SET PROBLEM 1 →
In the records that follow the text, swap "side mirror" for "wing mirror" and reproduce those lines with everything else left as is.

-------- GIVEN TEXT --------

Table of Contents
Caleb Anderson
Caleb Anderson, a graduate of history, economics, psychotherapy and theology, has been an educator for over 30 years, 20 as a school principal.
The final version of the New Zealand History Curriculum contained no significant changes in spite of widespread concerns. The consultation process was an exercise in window dressing. The review panel was stacked, dissenting historians were silenced, the terms of reference limited, the period of consultation constricted and the outcome predetermined.
What has been produced is not a “history curriculum” as such. What has been produced is a perspective on history that is fundamentally based on Critical Race Theory.
Critical Race Theory assumes the following.
1. That the primary driver of human action is the pursuit of power
2. That power has been almost exclusively exercised by people of European descent
3. That the people of colonised lands were not materially benefited in any significant way by the process of colonisation
4. That colonisation displaced a near utopian existence with an existence of institutionalised oppression
5. That this oppression remains embedded in every aspect of social and institutional life and is the ultimate cause of all disparity
6. That the solution is decolonisation
7. That any arguments to the contrary are contaminated by privilege and must be immediately invalidated and driven mercilessly from the public domain
We should not be concerned that there are controversial ways of looking at history, debate is the lifeblood of the historical method. But alternative perspectives can be deliberately suppressed for personal or political gain, and in order to advance one perspective alone, creating the impression that alternative perspectives are not credible. As a consequence, critical knowledge is cast to the wind, perspectives become untethered from the events which gave rise to them, and the deliberate selection of some facts, and denial of others, can create questionable conclusions, unbalanced views and unjustified causes.
History is more an art than a science. Being open to alternative perspectives forces the consideration of inconvenient facts. This is how ideas are sifted, shaped, refined, tested – some last and some don’t. Legitimate historical inquiry is a natural bulwark against extreme ideas and intentional manipulation. Of course, history practiced legitimately is something of a rough and tumble exercise, you can be confronted with perspectives you find offensive, and you may have to concede or modify a position in light of new facts. But there are nearly always reasons why some facts are left out, or understated, and why some are included, and sometimes overstated. When critiquing a historical perspective, it is often a very good starting point to ask yourself precisely which critical information is left out, there is always a reason for this.
In short, to engage in history properly is to willingly expose your primary assumptions (and prejudices) to the light of alternative perspectives.
With respect to colonisation, we are never told that intertribal slavery existed in almost every colonised land prior to colonization, or that the earliest slave traders were not the nations of Europe, or that tribal groups often lived in perpetual fear of their more powerful and ambitious neighbours, or that colonisation was sometimes a lifeline to smaller tribes fearful of annihilation at the hands of larger tribes.
We are not told that traditional societies were generally highly stratified, with almost no upward mobility, that tribal life was often brutal and short, that cannibalism was sometimes practised, that pantheistic and spiritualistic religions made people fearful, that primitive and labour-intensive technology exposed people to a life of toil, and regularly to the vagaries of famine.

-------- RECORDS SHOWN --------

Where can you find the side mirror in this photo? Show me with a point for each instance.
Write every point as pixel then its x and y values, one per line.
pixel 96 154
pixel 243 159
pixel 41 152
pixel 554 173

--------

SET PROBLEM 2 →
Write the next part of the article on the New Zealand History Curriculum, picking up after its final paragraph.

WRITTEN RESPONSE 1 →
Where can you find the wing mirror in this photo? Show me with a point for each instance.
Write every point as pixel then its x and y values, one per line.
pixel 96 154
pixel 243 159
pixel 41 152
pixel 554 173

WRITTEN RESPONSE 2 →
We are not told that sometimes the colonising powers were very reluctant colonisers, that a piece of land purchased by a settler may have been paid for at least a dozen times to multiple owners, that missionaries and foreign service officials were often the most ardent advocates for the protection of indigenous people, that the punishment of indigenous children for speaking their native language at school was often at the behest of their parents.
We are seldom told that the Anglo nations were the first in the world to legislate against slavery, that colonisation brought advantages… more comfortable homes became possible with the arrival of nails, written language with the arrival of the alphabet, warm clothing and blankets with the arrival of textiles, better diets with the introduction of new crops, more accountability (and justice) with the arrival of a legal system, a more coherent set of propositional ethics with the arrival of Christianity. It is easy to trivialize these things from our 21st century perspective, but these changes yielded no small gain, and help to explain the eagerness of many colonised people to engage with the colonisers.
Consideration of the bigger (and fuller) picture brings perspective.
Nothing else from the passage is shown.